### EXERCISE AIM
Copy each line below in which the string "green" occurs.

..........

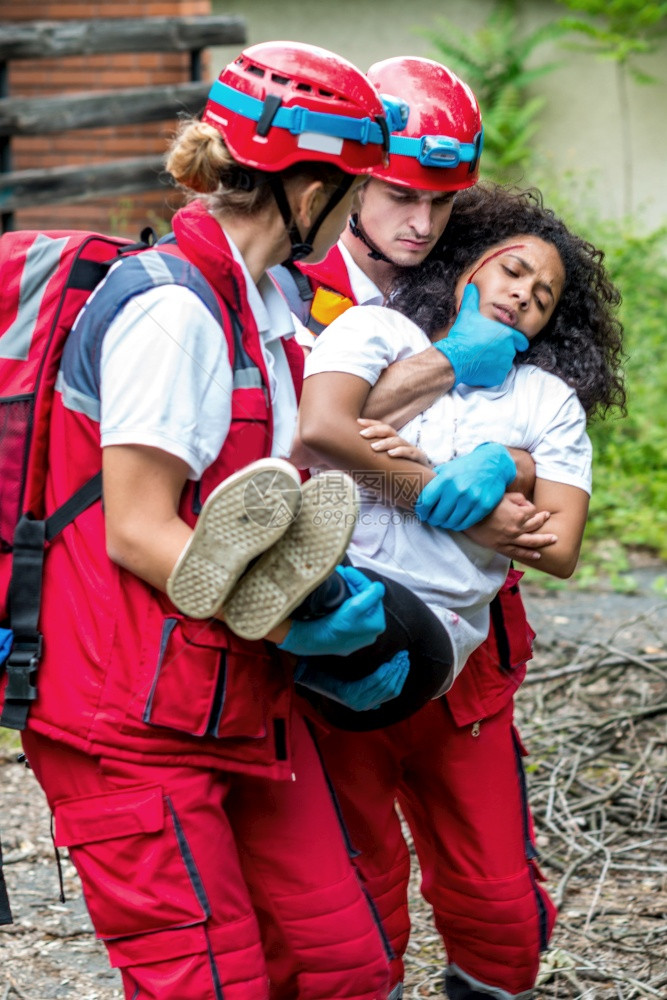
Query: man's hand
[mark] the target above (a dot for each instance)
(363, 694)
(384, 437)
(467, 488)
(481, 351)
(513, 529)
(356, 623)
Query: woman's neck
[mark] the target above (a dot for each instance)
(261, 239)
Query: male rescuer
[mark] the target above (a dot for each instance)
(445, 764)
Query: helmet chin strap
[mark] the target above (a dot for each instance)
(374, 253)
(303, 246)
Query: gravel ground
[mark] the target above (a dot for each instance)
(51, 952)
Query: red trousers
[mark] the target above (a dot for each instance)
(200, 881)
(462, 792)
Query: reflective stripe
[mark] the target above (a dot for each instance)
(247, 378)
(156, 267)
(77, 401)
(41, 262)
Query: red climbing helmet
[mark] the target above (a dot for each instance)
(440, 146)
(281, 103)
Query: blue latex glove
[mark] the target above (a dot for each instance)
(481, 351)
(356, 623)
(369, 692)
(6, 639)
(466, 489)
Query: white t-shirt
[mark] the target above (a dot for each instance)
(531, 409)
(167, 380)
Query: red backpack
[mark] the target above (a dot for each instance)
(45, 279)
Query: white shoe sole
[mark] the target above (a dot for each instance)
(307, 554)
(242, 517)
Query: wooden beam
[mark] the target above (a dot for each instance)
(43, 116)
(28, 188)
(54, 39)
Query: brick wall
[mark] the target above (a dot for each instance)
(127, 214)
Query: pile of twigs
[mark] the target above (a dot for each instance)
(595, 720)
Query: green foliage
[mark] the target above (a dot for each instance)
(494, 62)
(630, 497)
(629, 503)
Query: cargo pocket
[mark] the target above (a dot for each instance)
(204, 685)
(136, 870)
(188, 687)
(513, 634)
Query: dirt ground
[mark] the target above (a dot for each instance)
(593, 713)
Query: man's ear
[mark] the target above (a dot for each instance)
(309, 203)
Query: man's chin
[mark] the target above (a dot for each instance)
(403, 257)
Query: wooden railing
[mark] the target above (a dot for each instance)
(20, 116)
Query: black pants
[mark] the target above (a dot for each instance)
(411, 625)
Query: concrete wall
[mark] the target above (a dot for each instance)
(580, 133)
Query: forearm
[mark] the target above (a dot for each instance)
(407, 387)
(568, 506)
(328, 429)
(142, 488)
(525, 473)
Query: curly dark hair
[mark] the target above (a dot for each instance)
(582, 343)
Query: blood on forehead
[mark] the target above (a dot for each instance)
(496, 253)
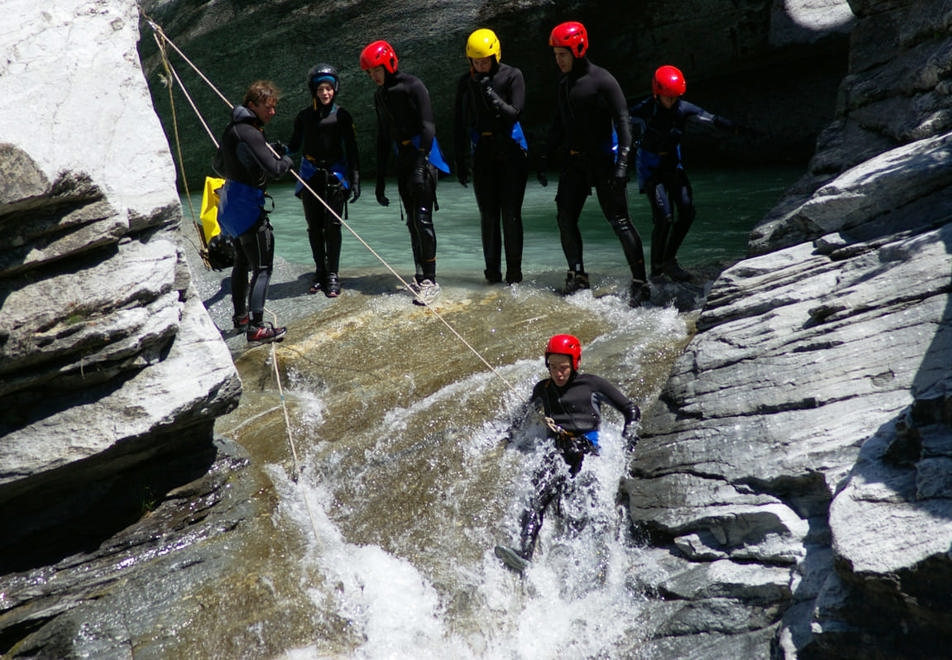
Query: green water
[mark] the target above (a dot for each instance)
(729, 203)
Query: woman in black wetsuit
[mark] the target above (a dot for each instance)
(592, 129)
(324, 133)
(571, 404)
(661, 176)
(489, 99)
(405, 124)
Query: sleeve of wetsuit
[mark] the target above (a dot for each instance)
(460, 137)
(517, 102)
(348, 133)
(619, 109)
(617, 399)
(253, 152)
(297, 135)
(421, 98)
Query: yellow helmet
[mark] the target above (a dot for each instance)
(483, 43)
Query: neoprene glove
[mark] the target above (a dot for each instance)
(620, 176)
(419, 169)
(381, 197)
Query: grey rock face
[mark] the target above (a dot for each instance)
(806, 427)
(108, 359)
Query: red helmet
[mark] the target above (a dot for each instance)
(668, 81)
(565, 345)
(571, 35)
(379, 53)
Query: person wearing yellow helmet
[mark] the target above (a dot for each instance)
(490, 97)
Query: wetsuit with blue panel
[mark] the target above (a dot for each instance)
(405, 124)
(576, 410)
(662, 178)
(487, 111)
(326, 137)
(593, 133)
(246, 161)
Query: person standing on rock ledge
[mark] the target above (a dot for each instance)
(661, 177)
(405, 124)
(324, 133)
(247, 161)
(592, 130)
(490, 97)
(571, 405)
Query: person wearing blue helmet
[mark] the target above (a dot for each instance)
(324, 133)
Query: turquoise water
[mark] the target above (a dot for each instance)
(729, 204)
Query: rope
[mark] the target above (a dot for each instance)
(178, 148)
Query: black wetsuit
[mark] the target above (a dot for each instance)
(661, 174)
(244, 156)
(576, 409)
(327, 140)
(590, 103)
(405, 122)
(486, 110)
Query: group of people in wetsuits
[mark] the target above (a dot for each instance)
(591, 135)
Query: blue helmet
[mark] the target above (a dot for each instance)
(323, 73)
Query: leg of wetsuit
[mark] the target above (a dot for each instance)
(684, 199)
(239, 280)
(332, 227)
(661, 217)
(258, 246)
(547, 482)
(614, 203)
(569, 200)
(514, 169)
(314, 213)
(486, 186)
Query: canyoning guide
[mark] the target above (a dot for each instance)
(571, 403)
(246, 161)
(405, 125)
(324, 134)
(592, 133)
(661, 120)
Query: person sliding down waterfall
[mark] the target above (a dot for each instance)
(324, 133)
(405, 124)
(590, 126)
(661, 177)
(571, 403)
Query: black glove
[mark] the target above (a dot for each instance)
(381, 198)
(490, 93)
(620, 176)
(630, 438)
(418, 176)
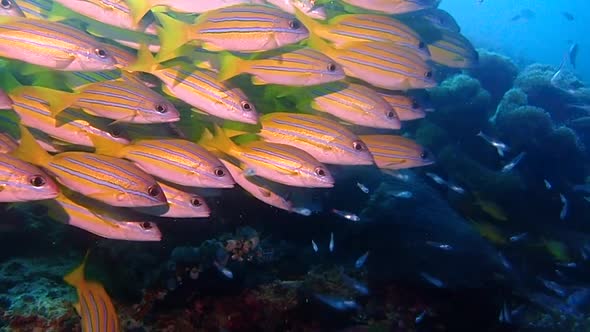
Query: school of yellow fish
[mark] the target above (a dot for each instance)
(117, 109)
(113, 110)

..........

### ANSWER SECTION
Query: green foliage
Query: green water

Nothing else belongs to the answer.